Update the part that opens with the line containing "outline **t-shirt sleeve**" and closes with the line containing "Draw the outline of every instance of the **t-shirt" by putting "collar" in place of "sleeve" and leaving everything else unchanged. Give only those lines.
— BEGIN Working data —
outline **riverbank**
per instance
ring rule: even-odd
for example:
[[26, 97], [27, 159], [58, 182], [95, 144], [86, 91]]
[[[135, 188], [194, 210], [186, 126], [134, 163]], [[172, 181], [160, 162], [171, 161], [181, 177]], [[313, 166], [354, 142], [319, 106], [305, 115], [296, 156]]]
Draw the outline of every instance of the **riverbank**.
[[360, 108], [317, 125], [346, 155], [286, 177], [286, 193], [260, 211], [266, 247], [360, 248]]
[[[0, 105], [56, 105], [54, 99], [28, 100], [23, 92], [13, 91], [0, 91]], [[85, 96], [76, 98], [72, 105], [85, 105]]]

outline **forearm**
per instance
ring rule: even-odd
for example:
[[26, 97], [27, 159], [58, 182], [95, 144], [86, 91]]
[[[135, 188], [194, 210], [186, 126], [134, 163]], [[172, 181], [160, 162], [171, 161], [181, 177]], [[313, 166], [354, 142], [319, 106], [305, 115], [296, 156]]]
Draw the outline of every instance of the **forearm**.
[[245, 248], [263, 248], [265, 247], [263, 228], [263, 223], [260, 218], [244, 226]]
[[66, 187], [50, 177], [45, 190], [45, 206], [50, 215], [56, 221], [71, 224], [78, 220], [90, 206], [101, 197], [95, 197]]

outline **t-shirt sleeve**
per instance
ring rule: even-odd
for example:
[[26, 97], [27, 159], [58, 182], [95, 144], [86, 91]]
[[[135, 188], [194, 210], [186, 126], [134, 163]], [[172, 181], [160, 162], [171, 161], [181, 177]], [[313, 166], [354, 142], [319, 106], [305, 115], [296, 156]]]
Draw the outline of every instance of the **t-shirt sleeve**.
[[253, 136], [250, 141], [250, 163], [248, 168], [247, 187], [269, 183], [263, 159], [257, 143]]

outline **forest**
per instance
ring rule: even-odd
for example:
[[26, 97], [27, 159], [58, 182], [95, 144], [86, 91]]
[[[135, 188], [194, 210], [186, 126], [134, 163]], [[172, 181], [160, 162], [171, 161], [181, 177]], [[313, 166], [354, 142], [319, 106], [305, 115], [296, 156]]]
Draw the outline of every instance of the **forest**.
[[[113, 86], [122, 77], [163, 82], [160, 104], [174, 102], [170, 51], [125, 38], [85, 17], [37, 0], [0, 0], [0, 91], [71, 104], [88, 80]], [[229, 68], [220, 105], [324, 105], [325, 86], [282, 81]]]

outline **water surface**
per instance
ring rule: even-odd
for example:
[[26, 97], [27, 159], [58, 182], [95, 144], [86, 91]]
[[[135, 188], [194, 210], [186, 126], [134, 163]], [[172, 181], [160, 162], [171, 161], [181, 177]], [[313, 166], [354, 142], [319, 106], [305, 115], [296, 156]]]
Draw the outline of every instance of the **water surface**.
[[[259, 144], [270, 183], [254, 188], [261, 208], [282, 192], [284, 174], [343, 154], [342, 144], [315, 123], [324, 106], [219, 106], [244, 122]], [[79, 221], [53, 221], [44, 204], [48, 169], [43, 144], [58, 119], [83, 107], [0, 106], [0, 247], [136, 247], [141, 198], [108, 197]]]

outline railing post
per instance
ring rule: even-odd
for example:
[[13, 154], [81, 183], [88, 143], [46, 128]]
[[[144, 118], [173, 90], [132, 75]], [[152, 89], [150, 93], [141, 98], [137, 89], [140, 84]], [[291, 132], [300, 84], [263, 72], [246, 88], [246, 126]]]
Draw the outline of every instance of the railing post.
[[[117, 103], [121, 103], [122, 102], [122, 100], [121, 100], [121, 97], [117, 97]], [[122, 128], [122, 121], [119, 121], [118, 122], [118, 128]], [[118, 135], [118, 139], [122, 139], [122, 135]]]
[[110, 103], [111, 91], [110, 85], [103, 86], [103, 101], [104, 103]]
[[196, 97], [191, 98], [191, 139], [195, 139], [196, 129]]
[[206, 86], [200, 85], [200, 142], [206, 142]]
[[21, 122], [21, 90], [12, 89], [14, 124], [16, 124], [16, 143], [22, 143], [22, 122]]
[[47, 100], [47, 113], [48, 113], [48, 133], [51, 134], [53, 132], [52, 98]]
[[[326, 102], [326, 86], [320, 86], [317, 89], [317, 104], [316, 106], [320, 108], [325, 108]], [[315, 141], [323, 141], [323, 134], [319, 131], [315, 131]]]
— END Working data —
— BEGIN Working data —
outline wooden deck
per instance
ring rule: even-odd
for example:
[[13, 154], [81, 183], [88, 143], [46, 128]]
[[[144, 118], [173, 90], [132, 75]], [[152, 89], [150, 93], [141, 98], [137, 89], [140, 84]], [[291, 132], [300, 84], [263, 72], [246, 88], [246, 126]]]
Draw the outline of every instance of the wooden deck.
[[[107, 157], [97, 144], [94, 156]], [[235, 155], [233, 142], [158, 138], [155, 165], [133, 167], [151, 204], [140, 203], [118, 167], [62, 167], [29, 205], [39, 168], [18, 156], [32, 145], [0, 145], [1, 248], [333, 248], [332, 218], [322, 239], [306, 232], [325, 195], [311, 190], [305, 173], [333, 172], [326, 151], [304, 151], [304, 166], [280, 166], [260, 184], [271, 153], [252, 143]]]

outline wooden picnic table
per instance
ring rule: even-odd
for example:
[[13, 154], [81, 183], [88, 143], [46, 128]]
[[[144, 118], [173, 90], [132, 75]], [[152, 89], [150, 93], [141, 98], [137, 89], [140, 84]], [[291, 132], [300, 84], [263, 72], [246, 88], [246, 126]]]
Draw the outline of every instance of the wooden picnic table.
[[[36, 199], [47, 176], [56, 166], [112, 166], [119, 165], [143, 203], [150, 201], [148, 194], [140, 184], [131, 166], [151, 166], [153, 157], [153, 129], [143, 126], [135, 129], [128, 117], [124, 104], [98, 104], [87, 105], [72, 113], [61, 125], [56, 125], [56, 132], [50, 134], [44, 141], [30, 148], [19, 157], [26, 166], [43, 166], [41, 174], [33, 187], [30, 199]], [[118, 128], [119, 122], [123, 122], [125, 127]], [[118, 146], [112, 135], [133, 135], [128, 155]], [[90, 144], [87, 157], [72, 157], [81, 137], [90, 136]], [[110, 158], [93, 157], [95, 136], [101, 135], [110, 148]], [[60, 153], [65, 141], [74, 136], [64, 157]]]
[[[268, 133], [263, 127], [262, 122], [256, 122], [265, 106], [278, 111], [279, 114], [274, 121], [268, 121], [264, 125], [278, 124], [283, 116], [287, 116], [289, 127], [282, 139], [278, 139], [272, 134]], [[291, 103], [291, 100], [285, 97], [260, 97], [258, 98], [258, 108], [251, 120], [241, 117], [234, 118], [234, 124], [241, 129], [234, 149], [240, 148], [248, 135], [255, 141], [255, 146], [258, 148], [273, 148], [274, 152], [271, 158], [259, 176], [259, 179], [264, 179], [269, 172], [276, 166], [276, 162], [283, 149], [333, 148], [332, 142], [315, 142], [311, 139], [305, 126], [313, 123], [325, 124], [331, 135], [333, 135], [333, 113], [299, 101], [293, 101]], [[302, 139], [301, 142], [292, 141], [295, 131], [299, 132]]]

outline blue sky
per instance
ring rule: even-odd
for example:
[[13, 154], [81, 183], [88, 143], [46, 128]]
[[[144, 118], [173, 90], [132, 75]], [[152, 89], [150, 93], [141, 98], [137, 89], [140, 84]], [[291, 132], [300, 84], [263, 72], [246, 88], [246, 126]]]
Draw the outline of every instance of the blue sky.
— END Working data —
» Solution below
outline **t-shirt collar**
per instance
ring rule: even-odd
for example:
[[26, 97], [27, 159], [58, 182], [95, 144], [86, 91]]
[[[135, 188], [194, 210], [186, 126], [134, 163]], [[172, 181], [160, 162], [171, 161], [181, 177]], [[313, 166], [354, 142], [319, 106], [305, 115], [296, 156]]]
Draw the outline of every instance of the **t-shirt collar**.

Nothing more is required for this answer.